• DATA FOR THIS TASK:

------------------------

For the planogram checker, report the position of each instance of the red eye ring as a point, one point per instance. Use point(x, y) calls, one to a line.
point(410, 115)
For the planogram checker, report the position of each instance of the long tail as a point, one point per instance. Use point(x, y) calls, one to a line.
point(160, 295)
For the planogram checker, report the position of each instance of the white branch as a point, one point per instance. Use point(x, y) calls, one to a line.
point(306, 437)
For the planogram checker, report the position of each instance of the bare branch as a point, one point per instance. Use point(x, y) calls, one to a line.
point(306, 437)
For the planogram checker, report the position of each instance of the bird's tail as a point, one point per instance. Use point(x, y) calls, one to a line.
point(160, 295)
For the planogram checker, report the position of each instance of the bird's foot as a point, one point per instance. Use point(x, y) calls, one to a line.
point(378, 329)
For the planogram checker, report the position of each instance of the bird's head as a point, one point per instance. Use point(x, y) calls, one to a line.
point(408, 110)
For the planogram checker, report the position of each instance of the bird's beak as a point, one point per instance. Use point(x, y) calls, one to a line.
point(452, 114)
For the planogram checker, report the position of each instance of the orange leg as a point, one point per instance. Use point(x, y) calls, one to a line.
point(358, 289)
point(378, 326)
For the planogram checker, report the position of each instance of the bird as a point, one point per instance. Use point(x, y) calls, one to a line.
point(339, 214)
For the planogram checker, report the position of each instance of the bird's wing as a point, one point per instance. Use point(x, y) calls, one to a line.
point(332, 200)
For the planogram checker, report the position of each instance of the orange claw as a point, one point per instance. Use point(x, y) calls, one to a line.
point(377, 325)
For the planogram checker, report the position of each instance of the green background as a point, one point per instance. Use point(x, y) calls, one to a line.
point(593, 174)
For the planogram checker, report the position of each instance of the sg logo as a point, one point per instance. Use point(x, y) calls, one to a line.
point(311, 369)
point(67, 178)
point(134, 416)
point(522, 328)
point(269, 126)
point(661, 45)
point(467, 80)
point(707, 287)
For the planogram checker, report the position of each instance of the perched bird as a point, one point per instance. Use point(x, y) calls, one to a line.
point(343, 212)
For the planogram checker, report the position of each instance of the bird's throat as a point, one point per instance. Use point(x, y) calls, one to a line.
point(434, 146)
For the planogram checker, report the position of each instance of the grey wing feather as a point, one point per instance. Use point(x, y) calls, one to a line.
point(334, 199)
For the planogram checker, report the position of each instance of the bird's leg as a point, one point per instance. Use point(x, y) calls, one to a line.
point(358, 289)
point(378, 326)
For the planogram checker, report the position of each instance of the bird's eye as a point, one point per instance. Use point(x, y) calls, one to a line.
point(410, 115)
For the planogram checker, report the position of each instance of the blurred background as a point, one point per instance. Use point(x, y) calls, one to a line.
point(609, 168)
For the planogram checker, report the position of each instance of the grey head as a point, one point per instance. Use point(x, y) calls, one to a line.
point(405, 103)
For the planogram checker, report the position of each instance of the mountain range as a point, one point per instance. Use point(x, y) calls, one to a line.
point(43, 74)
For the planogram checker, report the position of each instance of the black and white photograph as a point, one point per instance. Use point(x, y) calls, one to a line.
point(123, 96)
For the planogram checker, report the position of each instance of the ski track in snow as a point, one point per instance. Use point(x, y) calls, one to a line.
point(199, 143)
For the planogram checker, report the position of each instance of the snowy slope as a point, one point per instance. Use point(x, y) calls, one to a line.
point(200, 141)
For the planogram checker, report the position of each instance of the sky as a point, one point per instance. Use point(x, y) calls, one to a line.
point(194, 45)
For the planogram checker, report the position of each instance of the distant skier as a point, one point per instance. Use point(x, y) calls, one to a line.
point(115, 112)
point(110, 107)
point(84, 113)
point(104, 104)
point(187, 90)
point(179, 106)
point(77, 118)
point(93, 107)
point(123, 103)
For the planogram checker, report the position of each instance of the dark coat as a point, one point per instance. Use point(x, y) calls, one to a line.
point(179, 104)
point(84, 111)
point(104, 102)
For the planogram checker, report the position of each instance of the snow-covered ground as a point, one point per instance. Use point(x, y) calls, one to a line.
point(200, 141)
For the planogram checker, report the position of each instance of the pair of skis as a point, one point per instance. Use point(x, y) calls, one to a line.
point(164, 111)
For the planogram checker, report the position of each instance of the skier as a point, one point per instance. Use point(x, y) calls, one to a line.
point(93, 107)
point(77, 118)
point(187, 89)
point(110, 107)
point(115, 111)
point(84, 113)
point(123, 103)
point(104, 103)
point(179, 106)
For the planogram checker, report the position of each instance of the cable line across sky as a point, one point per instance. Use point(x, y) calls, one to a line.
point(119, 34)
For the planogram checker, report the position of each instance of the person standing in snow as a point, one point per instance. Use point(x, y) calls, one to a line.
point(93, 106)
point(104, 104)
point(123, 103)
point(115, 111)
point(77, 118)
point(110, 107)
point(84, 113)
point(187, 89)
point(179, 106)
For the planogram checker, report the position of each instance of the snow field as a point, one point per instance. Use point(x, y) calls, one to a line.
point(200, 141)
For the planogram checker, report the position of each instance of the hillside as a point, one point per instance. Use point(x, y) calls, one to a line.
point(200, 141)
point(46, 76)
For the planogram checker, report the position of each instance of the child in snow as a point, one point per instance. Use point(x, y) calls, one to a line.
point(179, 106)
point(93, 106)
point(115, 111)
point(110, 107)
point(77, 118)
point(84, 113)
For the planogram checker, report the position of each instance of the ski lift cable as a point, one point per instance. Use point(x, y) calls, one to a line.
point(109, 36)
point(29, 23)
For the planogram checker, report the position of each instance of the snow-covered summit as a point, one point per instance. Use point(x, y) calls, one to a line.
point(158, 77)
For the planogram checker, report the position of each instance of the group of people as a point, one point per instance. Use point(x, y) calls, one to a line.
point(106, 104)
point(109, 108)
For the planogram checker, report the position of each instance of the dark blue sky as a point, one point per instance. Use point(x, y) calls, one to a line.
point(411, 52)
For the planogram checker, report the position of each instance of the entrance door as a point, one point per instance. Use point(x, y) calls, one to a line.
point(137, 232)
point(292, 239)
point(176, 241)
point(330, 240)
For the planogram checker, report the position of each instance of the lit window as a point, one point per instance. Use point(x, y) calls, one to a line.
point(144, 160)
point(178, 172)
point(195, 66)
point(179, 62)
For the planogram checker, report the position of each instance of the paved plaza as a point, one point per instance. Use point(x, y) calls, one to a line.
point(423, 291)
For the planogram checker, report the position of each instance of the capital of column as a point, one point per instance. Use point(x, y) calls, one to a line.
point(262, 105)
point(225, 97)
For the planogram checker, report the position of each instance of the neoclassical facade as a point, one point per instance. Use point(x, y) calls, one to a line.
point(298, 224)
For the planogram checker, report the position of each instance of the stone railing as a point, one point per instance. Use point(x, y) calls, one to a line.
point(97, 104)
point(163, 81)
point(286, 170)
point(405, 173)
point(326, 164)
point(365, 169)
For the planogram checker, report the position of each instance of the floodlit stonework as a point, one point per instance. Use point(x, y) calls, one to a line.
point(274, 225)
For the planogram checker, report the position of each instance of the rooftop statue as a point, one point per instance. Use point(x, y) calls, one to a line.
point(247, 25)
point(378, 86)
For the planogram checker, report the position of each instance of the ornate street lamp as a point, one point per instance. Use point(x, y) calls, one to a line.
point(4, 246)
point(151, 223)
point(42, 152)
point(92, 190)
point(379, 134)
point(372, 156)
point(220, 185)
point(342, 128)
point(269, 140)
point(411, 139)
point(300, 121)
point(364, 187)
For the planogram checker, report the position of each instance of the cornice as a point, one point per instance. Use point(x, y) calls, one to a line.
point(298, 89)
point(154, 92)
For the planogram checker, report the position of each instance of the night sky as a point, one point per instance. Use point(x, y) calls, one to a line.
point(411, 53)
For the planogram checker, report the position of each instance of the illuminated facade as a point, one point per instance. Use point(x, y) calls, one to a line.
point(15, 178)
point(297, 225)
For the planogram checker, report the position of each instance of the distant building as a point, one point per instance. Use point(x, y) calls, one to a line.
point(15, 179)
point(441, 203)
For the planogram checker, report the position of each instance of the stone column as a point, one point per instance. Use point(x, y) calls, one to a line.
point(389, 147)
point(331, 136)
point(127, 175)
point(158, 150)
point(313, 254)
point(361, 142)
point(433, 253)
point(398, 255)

------------------------

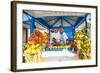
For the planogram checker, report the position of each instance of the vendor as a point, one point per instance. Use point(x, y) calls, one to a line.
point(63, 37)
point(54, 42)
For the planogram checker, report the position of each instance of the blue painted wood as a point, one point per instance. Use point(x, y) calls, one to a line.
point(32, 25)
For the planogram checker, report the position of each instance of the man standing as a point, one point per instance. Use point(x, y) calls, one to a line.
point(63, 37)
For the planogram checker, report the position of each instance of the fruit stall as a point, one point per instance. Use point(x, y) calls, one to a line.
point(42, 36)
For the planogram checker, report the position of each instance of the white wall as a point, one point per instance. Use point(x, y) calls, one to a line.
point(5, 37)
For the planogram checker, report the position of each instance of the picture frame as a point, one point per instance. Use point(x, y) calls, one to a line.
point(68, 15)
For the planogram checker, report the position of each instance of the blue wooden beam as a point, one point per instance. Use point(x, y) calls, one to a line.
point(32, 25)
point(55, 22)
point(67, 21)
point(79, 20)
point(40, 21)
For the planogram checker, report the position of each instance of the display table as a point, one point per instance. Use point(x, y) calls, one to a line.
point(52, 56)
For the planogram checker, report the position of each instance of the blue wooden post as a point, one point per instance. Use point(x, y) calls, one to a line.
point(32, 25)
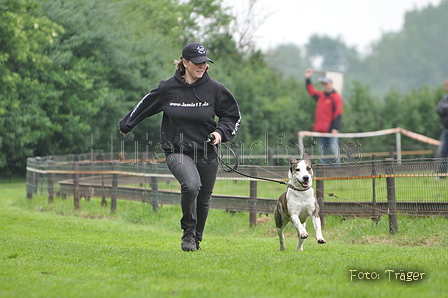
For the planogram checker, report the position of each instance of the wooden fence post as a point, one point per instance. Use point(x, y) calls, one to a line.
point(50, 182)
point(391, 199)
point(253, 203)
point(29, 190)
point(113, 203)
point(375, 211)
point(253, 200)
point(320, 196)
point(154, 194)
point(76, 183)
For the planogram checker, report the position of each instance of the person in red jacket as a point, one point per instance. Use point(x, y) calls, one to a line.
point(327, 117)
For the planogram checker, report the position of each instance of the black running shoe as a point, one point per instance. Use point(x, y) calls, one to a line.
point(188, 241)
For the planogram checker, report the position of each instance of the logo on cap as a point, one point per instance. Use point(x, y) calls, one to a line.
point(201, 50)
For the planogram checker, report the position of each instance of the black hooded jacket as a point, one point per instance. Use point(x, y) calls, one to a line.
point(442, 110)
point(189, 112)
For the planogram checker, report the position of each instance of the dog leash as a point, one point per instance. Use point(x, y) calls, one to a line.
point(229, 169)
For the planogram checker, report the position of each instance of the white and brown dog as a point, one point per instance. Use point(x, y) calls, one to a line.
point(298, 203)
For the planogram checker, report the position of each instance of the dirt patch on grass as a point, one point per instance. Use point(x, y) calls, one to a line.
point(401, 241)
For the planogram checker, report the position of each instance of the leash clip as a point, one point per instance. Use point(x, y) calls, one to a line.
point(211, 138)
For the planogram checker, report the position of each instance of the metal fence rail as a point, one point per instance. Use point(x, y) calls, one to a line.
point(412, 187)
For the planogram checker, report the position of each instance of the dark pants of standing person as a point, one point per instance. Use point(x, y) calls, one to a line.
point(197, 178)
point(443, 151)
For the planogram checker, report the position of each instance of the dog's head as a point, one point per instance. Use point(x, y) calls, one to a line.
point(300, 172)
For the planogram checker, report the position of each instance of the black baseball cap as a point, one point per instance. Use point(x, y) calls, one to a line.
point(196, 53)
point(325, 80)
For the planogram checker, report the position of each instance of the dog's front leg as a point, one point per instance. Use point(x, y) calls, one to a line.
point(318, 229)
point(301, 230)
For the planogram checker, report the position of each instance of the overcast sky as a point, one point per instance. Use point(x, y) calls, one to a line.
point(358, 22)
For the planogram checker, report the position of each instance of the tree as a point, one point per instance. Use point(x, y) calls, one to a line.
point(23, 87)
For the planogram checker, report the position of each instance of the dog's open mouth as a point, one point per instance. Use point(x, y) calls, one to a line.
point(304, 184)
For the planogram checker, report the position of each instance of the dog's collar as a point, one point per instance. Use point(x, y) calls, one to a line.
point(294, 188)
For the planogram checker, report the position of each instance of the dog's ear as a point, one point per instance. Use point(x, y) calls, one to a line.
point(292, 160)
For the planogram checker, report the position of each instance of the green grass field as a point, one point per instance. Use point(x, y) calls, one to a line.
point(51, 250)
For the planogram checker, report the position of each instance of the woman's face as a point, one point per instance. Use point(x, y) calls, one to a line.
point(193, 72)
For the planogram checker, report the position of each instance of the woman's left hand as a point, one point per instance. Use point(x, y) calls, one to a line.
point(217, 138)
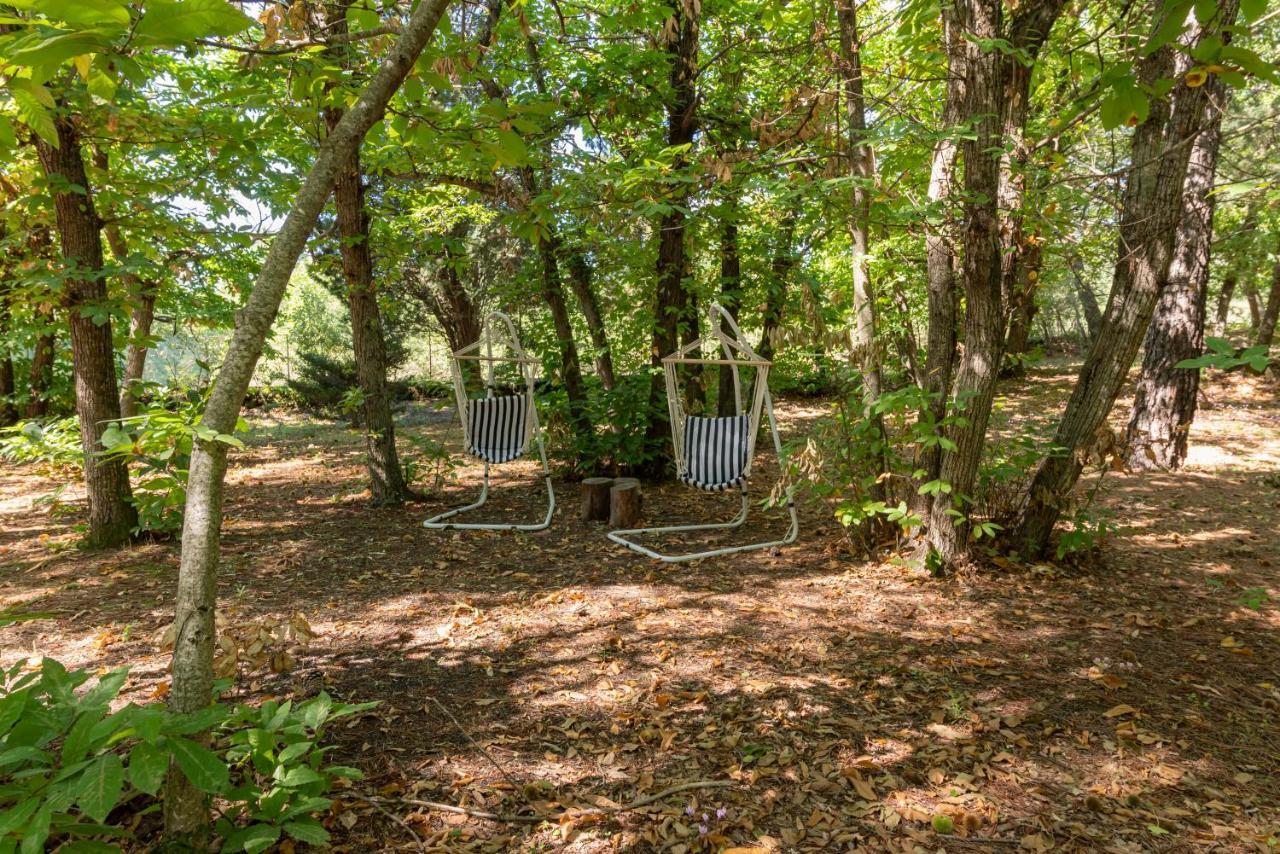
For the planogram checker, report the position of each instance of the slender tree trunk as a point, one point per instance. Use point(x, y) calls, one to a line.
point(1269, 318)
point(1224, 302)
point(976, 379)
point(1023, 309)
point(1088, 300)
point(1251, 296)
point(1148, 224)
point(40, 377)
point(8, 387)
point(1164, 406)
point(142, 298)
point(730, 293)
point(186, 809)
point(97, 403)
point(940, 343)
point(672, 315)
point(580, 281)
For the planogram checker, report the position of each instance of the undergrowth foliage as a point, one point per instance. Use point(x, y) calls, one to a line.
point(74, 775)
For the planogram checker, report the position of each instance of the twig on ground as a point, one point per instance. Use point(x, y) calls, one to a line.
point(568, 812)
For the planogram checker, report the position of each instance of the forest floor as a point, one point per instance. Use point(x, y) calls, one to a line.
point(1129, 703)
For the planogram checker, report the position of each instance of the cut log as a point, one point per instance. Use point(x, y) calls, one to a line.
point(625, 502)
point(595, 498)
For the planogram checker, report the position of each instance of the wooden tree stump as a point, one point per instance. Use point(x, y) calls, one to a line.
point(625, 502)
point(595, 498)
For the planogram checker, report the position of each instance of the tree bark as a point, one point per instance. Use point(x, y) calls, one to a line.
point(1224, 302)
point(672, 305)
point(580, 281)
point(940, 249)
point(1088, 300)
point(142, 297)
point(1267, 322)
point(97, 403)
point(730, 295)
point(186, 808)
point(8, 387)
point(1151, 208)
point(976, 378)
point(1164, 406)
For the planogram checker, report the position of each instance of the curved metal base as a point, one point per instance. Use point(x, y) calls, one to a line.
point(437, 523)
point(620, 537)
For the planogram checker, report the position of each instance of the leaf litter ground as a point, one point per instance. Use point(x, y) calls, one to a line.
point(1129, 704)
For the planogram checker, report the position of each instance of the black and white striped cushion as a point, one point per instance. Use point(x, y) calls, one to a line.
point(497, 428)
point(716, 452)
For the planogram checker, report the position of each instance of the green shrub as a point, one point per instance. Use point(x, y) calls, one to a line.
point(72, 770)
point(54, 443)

------------------------

• TO DO:
Could you give the records in the stretch from "the dog's ear" through "point(217, 138)" again, replacing "woman's" with "person's" and leaving everything else unchanged?

• SOLUTION FOR THIS EXERCISE:
For the planogram checker, report the position of each instance of the dog's ear as a point, one point per instance. Use point(x, y) calls, one to a line.
point(292, 160)
For the planogram checker, report the position of each instance of the green grass field as a point, one point per instance. Use point(x, y) calls, one to a line.
point(51, 250)
For the planogram checker, report the position of each instance of the person's face as a point, one point per instance. Use point(x, y) calls, one to a line.
point(193, 72)
For the planogram checker, report the position of each instance of the person's left hand as a point, one point per instance. Use point(x, y) calls, one to a line.
point(217, 138)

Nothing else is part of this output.